TEXT EXTRACT:
Hierarchical optimization as a product of weights

Since hitting a suitable color point of an LED is mandatory for production, we reformulate the problem introduced in “Introduction” as a hierarchical optimization task

$$\begin{aligned} \max _{\mathbf {t}} \big \lbrace P^\alpha \left( \mathbf {w}, \mathbf {t} \right) \vert \mathbf {w} = \text {argmin}_{\varvec{\omega }} \lbrace d^\alpha \left( \varvec{\omega } , \mathbf {t} \right) \rbrace \big \rbrace . \end{aligned}$$

(1)

Therefore, according to domain expert knowledge, we assume that the color point optimization with respect to the conversion materials remains convex for a fixed particular MLTF, if initialized near the origin (see Fig. 2). Equation (1) allows to separate the two sets of parameters: The convex color point optimization problem based on the weight percentages \(\mathbf {w}\) of conversion materials, and the non-convex power optimization problem including the layer thicknesses \(\mathbf {t}\). In this work, a variant of active learning called Bayesian optimization is applied to maximize the power \(P^\alpha\) by adapting the thicknesses of the layers of an MLTF. Eventually, a variation of the Downhill-simplex⁴⁹ optimizer is used to customize the conversion system for each particular MLTF in order to retain the desired color point before evaluating the power. To account for this hierarchical structure, we implement a weighted power as physics-guided real-valued objective function

$$\begin{aligned} f ^\alpha ( \mathbf {t} ) = P^\alpha \left( \mathbf {w}, \mathbf {t} \right) \cdot W\left( d ^\alpha \left( \mathbf {w} , \mathbf {t} \right) \right)&\text {, where } \mathbf {w} = \text {argmin}_{\varvec{\omega }} \lbrace d ^\alpha \left( \varvec{\omega } , \mathbf {t} \right) \rbrace \end{aligned},$$

(2)

$$\begin{aligned}&\text { and } W \left( d^\alpha \left( \mathbf {w} , \mathbf {t} \right) \right) = \text {exp} \left( a \cdot ( d ^\alpha \left( \mathbf {w} , \mathbf {t} \right) ) ^b \right) , \end{aligned}$$

(3)

DATA LINES:
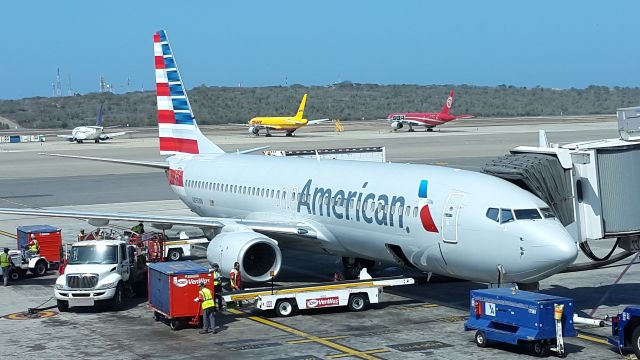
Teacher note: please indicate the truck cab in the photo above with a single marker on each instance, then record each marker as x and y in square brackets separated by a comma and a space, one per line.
[99, 271]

WHAT THE TASK ASKS: Please decide whether each statement below agrees with the hierarchical optimization text, and answer yes or no for each, quoting the words of the text that settle it. 1. Bayesian optimization is used to maximize power by changing the layer thicknesses of an MLTF. 2. The power optimization problem that includes the layer thicknesses is convex. 3. A Downhill-simplex variant adjusts the conversion system so the desired color point is kept before power is evaluated.

FULL SOLUTION:
1. Yes: "Bayesian optimization is applied to maximize the power"
2. No: "the non-convex power optimization problem including the layer thicknesses"
3. Yes: "in order to retain the desired color point before evaluating the power"